§ How to complete this task
Copy out exactly each line from the line with "and find parked" through the last line of the material below.

[Entries provided Boundary: Start]

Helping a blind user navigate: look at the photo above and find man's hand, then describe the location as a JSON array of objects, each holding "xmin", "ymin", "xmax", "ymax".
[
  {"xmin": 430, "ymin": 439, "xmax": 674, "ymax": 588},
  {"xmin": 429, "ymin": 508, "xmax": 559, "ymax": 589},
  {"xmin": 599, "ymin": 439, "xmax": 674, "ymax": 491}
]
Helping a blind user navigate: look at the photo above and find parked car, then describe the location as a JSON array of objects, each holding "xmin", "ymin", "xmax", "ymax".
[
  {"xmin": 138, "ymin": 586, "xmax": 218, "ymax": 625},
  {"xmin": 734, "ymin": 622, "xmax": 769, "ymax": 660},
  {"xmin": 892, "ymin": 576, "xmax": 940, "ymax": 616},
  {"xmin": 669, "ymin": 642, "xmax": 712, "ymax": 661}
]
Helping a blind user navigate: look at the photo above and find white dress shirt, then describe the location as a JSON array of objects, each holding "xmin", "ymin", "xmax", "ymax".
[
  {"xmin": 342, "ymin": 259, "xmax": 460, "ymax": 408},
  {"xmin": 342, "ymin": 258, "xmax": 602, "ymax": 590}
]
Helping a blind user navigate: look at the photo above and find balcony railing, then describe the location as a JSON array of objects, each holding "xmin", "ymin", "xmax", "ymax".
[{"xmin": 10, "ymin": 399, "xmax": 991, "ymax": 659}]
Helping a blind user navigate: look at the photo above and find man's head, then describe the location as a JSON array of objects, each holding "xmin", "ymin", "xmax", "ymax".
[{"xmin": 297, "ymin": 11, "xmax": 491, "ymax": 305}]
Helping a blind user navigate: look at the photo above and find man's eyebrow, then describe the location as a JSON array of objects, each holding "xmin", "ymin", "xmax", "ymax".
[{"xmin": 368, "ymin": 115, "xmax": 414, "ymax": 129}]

[Entries provided Boundary: End]

§ Response box
Helping a blind user navigate: look at the photo above and find parked car, then describe the location as a JSON array of objects, each holding "xmin", "ymin", "xmax", "ymax".
[
  {"xmin": 138, "ymin": 586, "xmax": 218, "ymax": 625},
  {"xmin": 734, "ymin": 622, "xmax": 769, "ymax": 660},
  {"xmin": 892, "ymin": 576, "xmax": 940, "ymax": 616},
  {"xmin": 669, "ymin": 642, "xmax": 712, "ymax": 661}
]
Helping a blind user navigate: look at the photo above and find white dress shirt, then describe the location as a JSON array of objects, each holding "xmin", "ymin", "xmax", "ymax".
[
  {"xmin": 342, "ymin": 259, "xmax": 460, "ymax": 408},
  {"xmin": 342, "ymin": 258, "xmax": 602, "ymax": 590}
]
Helping a blind user navigate: look at the photo above and find balcony railing, then describe the location as a JSON array of objects, each holding "xmin", "ymin", "xmax", "ymax".
[{"xmin": 10, "ymin": 399, "xmax": 991, "ymax": 659}]
Helping a blind user navigate: look at the photo above and find man's head, then describe the location as a JSON array of objects, each holding "xmin", "ymin", "xmax", "ymax".
[{"xmin": 297, "ymin": 11, "xmax": 491, "ymax": 305}]
Helping a blind user navigate: look at the photo above and find man's eyebrow, then describe the location as a JSON array of objects, each holding "xmin", "ymin", "xmax", "ymax".
[{"xmin": 368, "ymin": 115, "xmax": 414, "ymax": 129}]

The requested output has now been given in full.